#### WORK TO BE COMPLETED
Update the listing below, swapping every "Visual grounding module" for "Box locator" and keeping everything else the same.

[START RECORDS SHOWN]

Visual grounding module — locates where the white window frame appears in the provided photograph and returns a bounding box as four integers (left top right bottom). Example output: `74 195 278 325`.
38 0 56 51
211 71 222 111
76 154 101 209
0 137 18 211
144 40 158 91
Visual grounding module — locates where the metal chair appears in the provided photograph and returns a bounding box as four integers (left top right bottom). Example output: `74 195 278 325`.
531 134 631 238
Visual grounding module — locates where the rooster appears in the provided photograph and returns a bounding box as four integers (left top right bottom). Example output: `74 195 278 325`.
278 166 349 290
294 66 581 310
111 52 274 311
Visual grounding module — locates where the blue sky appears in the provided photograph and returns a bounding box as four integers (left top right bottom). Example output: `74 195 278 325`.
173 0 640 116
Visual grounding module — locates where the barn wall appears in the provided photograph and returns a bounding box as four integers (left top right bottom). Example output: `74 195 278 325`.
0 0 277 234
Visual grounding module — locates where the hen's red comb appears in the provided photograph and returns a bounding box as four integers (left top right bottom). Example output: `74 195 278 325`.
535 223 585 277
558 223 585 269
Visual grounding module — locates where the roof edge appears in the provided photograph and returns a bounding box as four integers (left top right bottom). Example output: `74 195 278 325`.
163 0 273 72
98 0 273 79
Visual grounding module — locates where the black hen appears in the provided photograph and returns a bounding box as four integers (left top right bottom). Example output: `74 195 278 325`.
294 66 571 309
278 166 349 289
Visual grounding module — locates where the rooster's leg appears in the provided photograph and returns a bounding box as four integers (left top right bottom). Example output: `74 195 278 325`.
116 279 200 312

[END RECORDS SHOWN]

#### WRITTEN RESPONSE
Box locator — locates where the white window frame appears in the provided photograph and returns a bounding box as four integers (left top right bottom). Example output: `74 195 278 325`.
38 0 56 51
211 71 222 111
76 154 101 209
0 137 18 211
144 40 158 91
Box locator — locates where the metal chair appears in the provided photograph and returns a bounding box as four integers (left top right bottom). Example output: `74 195 278 325`.
531 134 631 238
Box locator — locates where the rooster appears in the provided photograph and returns a bounding box as four integers (left top right bottom). Example output: `74 195 278 325`.
278 166 349 290
294 66 581 310
111 52 274 311
Box locator — locates where the blue sky appears in the provided photograph and returns a bounding box as four integers (left top right bottom). Example output: `74 195 278 325`.
173 0 640 116
Box locator — locates where the barn wall appears in the provided photograph and returns a bounding box as four integers (left top right bottom). Example output: `74 195 278 325`.
0 0 277 234
Box locator — locates where the hen's red comb appears in the provided photograph and returns a bounding box as four integers (left top right bottom). Example output: `74 195 278 325`.
535 223 585 277
558 223 585 269
Box locator — locates where the roof edge appears in the provided photograph and returns a bounding box as four integers (left top right bottom). Example output: `74 195 278 325`.
163 0 273 72
98 0 273 79
Box locator — locates where the black hen appears in the provided photograph and returns a bounding box as four integers (left top right bottom). Example output: `74 195 278 325`.
294 66 571 309
278 166 349 289
Box locator — locates where the rooster's leg appears in the provided photograph and returns a bounding box as four integers (left top right bottom). Example output: `74 195 278 325`.
116 279 200 312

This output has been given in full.